## RECORDS FOR THIS TASK
┄┄┄┄┄┄┄┄┄┄

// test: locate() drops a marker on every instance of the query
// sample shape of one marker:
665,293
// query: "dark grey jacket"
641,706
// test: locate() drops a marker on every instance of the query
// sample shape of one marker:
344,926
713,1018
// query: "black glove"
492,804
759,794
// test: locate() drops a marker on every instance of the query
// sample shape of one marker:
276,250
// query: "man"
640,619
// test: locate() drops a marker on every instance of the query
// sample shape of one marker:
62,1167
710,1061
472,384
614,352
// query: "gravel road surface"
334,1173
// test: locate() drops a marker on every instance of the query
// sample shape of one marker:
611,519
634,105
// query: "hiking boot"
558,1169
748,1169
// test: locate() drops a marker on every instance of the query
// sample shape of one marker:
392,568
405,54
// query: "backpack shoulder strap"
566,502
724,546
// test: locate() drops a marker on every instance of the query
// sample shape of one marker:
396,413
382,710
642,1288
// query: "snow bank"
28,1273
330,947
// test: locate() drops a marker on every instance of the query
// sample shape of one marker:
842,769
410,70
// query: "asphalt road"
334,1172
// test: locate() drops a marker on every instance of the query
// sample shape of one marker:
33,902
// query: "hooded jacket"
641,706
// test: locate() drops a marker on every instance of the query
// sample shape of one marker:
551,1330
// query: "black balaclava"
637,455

┄┄┄┄┄┄┄┄┄┄

## INSTRUCTION
Output each record precisely as given.

## ANSWER FOR THIS EXERCISE
// test: locate() drops a marker on every instance of the query
// sample shape of one marker:
665,293
// query: "dark grey jacket"
641,706
// test: locate() drops a marker on every instance of the query
// sample shape of one marker:
344,926
713,1018
// query: "black glove"
492,804
759,794
// test: locate() drops a marker on every instance of the query
// sample shape of one marker:
276,250
// query: "man"
640,619
// test: locate() drops a marker on every instance of the query
// sample shape of one marker:
62,1167
710,1061
472,384
614,352
// query: "gravel road surface"
334,1173
// test: locate() drops a marker on every instance of the query
// sample shape of one marker:
611,519
634,105
// query: "hiking boot"
558,1169
748,1169
// test: locate() drops a marker on every instance of the query
// sample shape of one marker:
392,568
405,54
// query: "backpack shoulder strap"
566,502
724,546
// test: locate() drops a marker on every instance of the query
// sample shape of one marker:
396,413
382,710
642,1288
// query: "snow bank"
28,1273
330,947
// test: locate() drops a marker on every instance of the query
// sample shape of one marker:
842,769
410,70
// query: "asphalt road"
334,1172
// test: locate() drops a marker on every instance of the query
// sample shape of one marker:
33,902
// query: "hooded jacket"
641,706
// test: locate() drops a marker on every instance of the query
// sample shape of one marker:
551,1330
// query: "black balaclava"
637,455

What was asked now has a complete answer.